● **DATASET ENTRIES**:

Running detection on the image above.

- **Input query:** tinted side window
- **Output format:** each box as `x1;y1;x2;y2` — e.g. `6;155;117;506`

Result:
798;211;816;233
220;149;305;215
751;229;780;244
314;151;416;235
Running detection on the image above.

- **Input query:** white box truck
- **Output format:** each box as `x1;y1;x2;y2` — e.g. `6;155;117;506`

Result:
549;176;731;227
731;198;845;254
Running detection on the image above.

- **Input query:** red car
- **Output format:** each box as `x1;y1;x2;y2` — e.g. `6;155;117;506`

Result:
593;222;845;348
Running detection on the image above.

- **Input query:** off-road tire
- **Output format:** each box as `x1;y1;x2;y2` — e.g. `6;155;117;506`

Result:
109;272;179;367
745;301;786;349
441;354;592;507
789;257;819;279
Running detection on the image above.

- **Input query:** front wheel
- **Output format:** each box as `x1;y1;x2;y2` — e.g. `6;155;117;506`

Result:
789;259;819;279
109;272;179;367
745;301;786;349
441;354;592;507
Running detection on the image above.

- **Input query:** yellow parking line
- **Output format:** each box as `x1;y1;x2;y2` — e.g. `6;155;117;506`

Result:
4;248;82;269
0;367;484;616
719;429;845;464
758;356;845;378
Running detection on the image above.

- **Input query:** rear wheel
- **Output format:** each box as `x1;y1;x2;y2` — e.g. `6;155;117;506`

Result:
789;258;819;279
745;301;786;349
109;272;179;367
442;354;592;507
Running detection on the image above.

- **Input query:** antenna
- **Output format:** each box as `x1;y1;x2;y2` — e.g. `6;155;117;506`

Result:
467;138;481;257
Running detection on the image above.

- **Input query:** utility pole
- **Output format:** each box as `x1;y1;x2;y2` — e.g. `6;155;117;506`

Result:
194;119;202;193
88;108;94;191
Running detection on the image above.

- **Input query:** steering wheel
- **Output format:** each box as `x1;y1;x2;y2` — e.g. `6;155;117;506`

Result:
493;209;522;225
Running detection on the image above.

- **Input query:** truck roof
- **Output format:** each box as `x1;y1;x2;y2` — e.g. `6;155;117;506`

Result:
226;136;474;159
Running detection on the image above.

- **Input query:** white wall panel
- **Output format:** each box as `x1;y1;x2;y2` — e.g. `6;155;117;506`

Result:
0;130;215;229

● **DESCRIPTION OF THE TASK**: Rewrite everything from the start of the rows down to the line containing "593;222;845;348", requests included, adding 129 to each box coordinate in the answers. Leave the requests and their format samples unchanged.

● **TASK OUTPUT**:
Running detection on the image above.

- **Input query:** tinted side window
- **Output format:** each box as `x1;y1;x2;y2` — e.g. `6;155;117;506`

Result:
927;340;945;362
349;278;434;344
880;358;909;373
443;280;545;364
Running detection on the image above.

- **Input query:** white box truck
- **Output format:** each box as `x1;y1;x2;y2` — e.g. `6;155;117;506`

Result:
678;305;860;356
860;327;974;383
Running detection on the image above.

- **Input query:** red car
- **Output format:** each box as `x1;y1;x2;y2` — e.g. `6;155;117;506`

Result:
722;351;974;477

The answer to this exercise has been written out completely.